[BEGIN]

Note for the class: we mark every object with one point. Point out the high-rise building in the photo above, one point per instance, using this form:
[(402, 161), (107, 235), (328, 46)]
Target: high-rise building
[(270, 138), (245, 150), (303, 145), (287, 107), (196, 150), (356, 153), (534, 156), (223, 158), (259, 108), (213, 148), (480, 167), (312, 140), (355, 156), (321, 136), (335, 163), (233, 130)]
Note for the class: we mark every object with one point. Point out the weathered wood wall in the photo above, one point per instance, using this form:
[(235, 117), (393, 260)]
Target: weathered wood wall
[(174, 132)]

[END]

Task prompt
Could you render all the data above as a numbered list, leaving out any blank lines?

Result
1. Note for the class: we mark every object with one point. Point out the high-rise building in the photo above, one point per instance, using this form:
2. [(402, 161), (107, 235), (328, 46)]
3. Target: high-rise building
4. [(270, 138), (245, 150), (303, 145), (287, 107), (196, 150), (356, 153), (534, 156), (223, 158), (259, 108), (213, 148), (480, 167), (312, 140), (355, 156), (321, 136), (335, 163), (233, 130)]
5. Note for the class: we mark every object with one point. Point out the weathered wood wall in the photo above, one point per instance, using this form:
6. [(235, 117), (393, 260)]
7. Target: weathered wood wall
8. [(174, 132)]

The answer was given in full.